At the end of the course students took a final exam. The final exam consisted of eight randomly selected Learning Target assessments that were given previousy in the course along with a final question for feedback on the course. The Learning Targets were selected so that at least one Learning Target from each of the four main course topics was represented. I’d never given a final exam in a specs grading class before this semester; in past classes, the final exam period was set aside as one more session for any student who needed to pass Learning Targets to have a chance to do so. I instituted the final exam this time because I wasn’t satisfied that the combo of Learning Target assessments plus Challenge Problems was giving me reliable data about student learning. I was getting students who would pass a Learning Target early in the course, then forget that they had done so, and “accidentally” retake that Learning Target later… and not pass it. So I wanted to have one additional layer of assessment to get students to recertify on the basic skills at the end of the course. The fact that all I was doing was recycling old Learning Target assessments made this easy to make up, by just randomly selecting the Learning Targets and assessment versions and then merging the PDFs. (I made four different versions for test security.)
I broke again from the specs grading mold and graded the final using points, grading each recycled Learning Target with either 0, 4, 8, or 12 points. A 12-point score was given if the work would have earned Satisfactory marks according to the original specs, 8 if it was “almost Satisfactory”, and so on. The feedback questions were given 4 points, bringing the total to an even 100 points.
The revision process
As in all specs grading courses, almost all student work of consequence could be revised in some way.
Learning Target assessments could be “revised” by retaking them, either at a subsequent Learning Target assessment session on Friday, or by scheduling a 15-minute appointment in the office to do it orally. There was no limit on the number of times students could retake Learning Target assessments, but there was a limit on office hours appointments: no more than twice a week, for 15 minutes each, and no more than two Learning Targets attempted per 15-minute session, and appointments had to be scheduled 24 hours in advance. Also, students had to try the Learning Target on paper first before doing it in the office. This was a policy purely to keep the number of office hours visits for Learning Target revisions down to a reasonable level.

(Provided material):

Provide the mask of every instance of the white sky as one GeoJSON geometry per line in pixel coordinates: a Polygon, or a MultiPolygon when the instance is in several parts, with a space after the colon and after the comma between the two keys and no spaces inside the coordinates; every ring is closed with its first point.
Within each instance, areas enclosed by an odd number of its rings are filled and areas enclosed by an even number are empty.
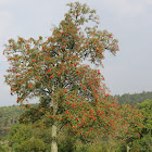
{"type": "MultiPolygon", "coordinates": [[[[9,67],[2,55],[10,38],[49,36],[74,0],[0,0],[0,105],[15,104],[3,84],[9,67]]],[[[101,73],[112,94],[152,91],[152,0],[80,0],[97,10],[100,28],[119,40],[114,58],[105,53],[101,73]]]]}

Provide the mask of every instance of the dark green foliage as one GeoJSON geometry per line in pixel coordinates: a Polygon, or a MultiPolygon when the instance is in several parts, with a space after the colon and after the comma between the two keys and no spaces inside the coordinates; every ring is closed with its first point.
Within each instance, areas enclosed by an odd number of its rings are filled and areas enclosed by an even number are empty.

(Given task):
Answer these questions using the passage on the final exam and revision process:
1. How many different versions of the final exam were made?
2. What point values could each recycled Learning Target receive on the final?
3. How far in advance did office appointments for Learning Target revisions have to be scheduled?
The data come from a separate source and are not connected to the text.

(Answer below):
1. Four.
2. 0, 4, 8, or 12 points.
3. 24 hours in advance.